> _Your objective_
Please give the listing again, word for word, with nothing left out.

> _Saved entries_
────────
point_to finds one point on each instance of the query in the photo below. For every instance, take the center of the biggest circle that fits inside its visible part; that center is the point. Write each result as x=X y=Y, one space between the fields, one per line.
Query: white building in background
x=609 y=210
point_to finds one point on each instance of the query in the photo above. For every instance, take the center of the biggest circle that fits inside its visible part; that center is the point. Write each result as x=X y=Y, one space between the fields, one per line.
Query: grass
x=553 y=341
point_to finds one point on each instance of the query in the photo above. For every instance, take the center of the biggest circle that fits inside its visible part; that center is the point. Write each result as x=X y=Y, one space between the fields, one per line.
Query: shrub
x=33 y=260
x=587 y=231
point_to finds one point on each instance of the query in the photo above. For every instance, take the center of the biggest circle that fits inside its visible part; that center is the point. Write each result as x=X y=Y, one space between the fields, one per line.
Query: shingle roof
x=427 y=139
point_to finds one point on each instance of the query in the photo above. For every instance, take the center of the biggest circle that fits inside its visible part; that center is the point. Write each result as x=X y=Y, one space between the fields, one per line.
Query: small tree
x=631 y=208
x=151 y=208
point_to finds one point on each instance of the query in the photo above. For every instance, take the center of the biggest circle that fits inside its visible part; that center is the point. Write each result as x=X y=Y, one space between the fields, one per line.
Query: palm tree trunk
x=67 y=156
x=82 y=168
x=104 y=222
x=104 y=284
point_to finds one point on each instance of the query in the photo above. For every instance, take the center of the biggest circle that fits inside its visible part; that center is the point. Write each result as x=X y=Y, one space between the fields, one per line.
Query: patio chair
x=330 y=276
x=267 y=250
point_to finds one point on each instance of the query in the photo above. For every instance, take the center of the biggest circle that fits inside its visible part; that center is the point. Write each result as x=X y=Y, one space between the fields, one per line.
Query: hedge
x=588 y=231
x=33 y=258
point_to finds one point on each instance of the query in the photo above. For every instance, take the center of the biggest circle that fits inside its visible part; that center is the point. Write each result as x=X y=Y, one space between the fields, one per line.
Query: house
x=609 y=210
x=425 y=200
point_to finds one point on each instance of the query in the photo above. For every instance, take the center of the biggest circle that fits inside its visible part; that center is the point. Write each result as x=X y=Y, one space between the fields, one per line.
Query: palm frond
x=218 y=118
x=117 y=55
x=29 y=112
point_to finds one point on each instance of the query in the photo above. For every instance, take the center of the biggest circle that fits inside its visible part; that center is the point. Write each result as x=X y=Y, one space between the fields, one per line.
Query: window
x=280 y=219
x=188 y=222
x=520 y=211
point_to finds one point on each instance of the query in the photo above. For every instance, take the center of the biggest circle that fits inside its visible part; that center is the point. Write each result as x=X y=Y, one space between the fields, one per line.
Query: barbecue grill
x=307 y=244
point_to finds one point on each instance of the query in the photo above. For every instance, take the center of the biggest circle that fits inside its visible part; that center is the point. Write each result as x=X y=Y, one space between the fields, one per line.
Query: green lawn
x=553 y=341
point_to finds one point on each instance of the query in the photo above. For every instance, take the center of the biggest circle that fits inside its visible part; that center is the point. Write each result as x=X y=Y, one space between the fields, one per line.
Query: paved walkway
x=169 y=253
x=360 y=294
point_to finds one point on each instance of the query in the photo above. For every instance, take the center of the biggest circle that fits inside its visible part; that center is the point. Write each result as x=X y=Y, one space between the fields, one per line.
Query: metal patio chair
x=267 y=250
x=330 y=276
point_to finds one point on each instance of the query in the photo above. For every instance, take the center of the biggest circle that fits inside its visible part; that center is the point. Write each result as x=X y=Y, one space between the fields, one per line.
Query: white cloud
────────
> _Result_
point_to finds one point on each instance of the query in the photo below. For every instance, take the center of the biggest circle that fits inside its visible part; that center is the point. Write each result as x=X y=Y, one space between the fields, one per line.
Query: white building in background
x=609 y=210
point_to finds one point on each instance of the query in the photo above. For every instance, take the center of the biggest circle that fits inside its visible part; that center is the point. Write each result as x=X y=Y, one space between the fields, one per line.
Query: grass
x=553 y=341
point_to finds one point on each instance of the query in the photo above. For every instance, take the center of the biggest circle that fits inside its visible part; that center is the point. Write each result as x=X y=Y, one space between the fields, one per line.
Query: shrub
x=33 y=260
x=587 y=231
point_to finds one point on each instance of the query in the photo above. For every instance, take the center of the biggest circle that fits inside its visible part; that center is the point. Write each result as x=X y=Y, one space between the fields, one per line.
Query: shingle roof
x=427 y=139
point_to finds one point on each instance of the query in the photo above. For every instance, take the center of the biggest circle that fits inside its visible part; that center is the point. Write each result as x=X y=Y, one space between the fields, one per line.
Query: small tree
x=631 y=208
x=151 y=208
point_to finds one point on each instance of the query in the photo above. For every instance, take the center of the biggest circle that fits inside its visible part; that center is the point. Write each result as x=X y=Y, one space between the fields, one per line.
Query: palm tree trunk
x=67 y=156
x=82 y=168
x=104 y=222
x=104 y=284
point_to finds one point on each instance of the query in the photo above. For every instance, take the center of the biggest circle that fits inside its visible part; that center is the point. Write each result as x=X y=Y, one space between the fields, one per line.
Query: patio chair
x=330 y=276
x=267 y=250
point_to finds one point on each instance of the query in the photo above. For every instance, take the center of the biggest circle that fits inside its visible part; that center is the point. Write each result as x=X y=Y, one space between the fields, one per line.
Query: hedge
x=588 y=231
x=33 y=258
point_to finds one point on each instance of the query in the photo above. For every instance, take the center of the biggest circle that fits inside its visible part; that center is the point. Write each result as x=X y=Y, one space between the fields, one per line.
Query: house
x=609 y=210
x=425 y=200
point_to finds one point on each instance of the query in the photo above. For every instance, take the center of the biggest circle that fits inside its visible part; that center is the point. Write each result as x=X y=Y, one space between the fields, one per line.
Query: palm frond
x=218 y=118
x=117 y=55
x=29 y=112
point_to finds one point on each instance of the query in the photo above. For every instance, take the center of the biggest circle that fits inside its visible part; that center is the point. Write each result as x=X y=Y, one space between the fields, one per line.
Query: window
x=280 y=219
x=188 y=222
x=520 y=211
point_to finds one point on each instance of the query in the photo above. For every instance, take the center of the biggest circle that fits inside its visible part; that center is the point. Write each result as x=X y=Y, one space between the fields, one per line.
Query: barbecue grill
x=307 y=244
point_to finds one point on each instance of the query in the photo above. For every instance, take the center of the biggest circle that fits inside its visible part; that center is the point. Write each result as x=X y=Y, one space between the fields, one per line.
Query: green lawn
x=553 y=341
point_to finds one point on each instance of the query in the photo above. For every instance, take the center of the biggest circle that fits inside its visible part; that center is the point. Write each result as x=X y=Y, one space between the fields, one per line.
Query: paved walkway
x=169 y=253
x=360 y=294
point_to finds one point on each instance of the query in the photo above. For every instance, take the center of the biggest circle that fits inside its visible part; that center is the point. Write each result as x=X y=Y, one space between the fields, one per line.
Query: metal patio chair
x=267 y=250
x=330 y=276
point_to finds one point on each instance of the query in the photo above. For every instance, take the center of the biggest circle that fits inside its visible part; that center is the point. Write each result as x=X y=Y, one space between the fields, one per line.
Query: white cloud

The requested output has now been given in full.